As an exercise, copy out the entries exactly as written.

◇ ◇ ◇ ◇

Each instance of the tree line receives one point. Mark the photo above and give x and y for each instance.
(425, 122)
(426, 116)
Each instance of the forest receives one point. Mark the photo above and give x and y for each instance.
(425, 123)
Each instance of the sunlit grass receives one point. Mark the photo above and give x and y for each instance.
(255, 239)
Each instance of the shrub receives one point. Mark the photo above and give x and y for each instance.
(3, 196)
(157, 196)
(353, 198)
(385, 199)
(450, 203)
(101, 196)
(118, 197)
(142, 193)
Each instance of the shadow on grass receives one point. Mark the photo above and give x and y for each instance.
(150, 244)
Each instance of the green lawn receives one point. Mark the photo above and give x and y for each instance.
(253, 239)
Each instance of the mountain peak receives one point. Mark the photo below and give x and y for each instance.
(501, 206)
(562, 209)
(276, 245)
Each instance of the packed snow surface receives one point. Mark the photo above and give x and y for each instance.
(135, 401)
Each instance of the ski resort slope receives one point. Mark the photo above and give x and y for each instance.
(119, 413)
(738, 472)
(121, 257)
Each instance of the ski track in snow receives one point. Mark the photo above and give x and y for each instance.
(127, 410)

◇ ◇ ◇ ◇

■ Expected answer ■
Each instance of the tree line receives one point. Mark the photo above and give x and y for each instance.
(425, 122)
(426, 116)
Each instance of the forest receives one point. Mark the photo above and give x and y for each instance.
(425, 123)
Each instance of the sunlit grass receives one point. Mark the photo above and give x and y for each instance.
(255, 239)
Each instance of the shrub receives one point. Mark the photo above and give x and y for each instance.
(3, 196)
(157, 196)
(353, 198)
(385, 199)
(450, 203)
(101, 196)
(118, 197)
(142, 193)
Each instance of the shadow on grass receives one point. Mark the photo above and give x and y for each instance.
(150, 244)
Each instance of the green lawn receives one point. Mark the photo above and give x and y for each instance.
(253, 239)
Each instance of the mountain peak receives one point. Mark the photo below and give x and y for each instance.
(501, 206)
(562, 209)
(276, 245)
Each instance of the packed snow surface receives one point. Mark the photo above and give x and y for each instance.
(135, 401)
Each instance of the ski resort slope receives one point. Mark the photo above and give x and y for each instance.
(119, 413)
(738, 472)
(121, 257)
Each instance of the ski track in snow receives one point. Mark the photo above and give x and y for each instance.
(127, 410)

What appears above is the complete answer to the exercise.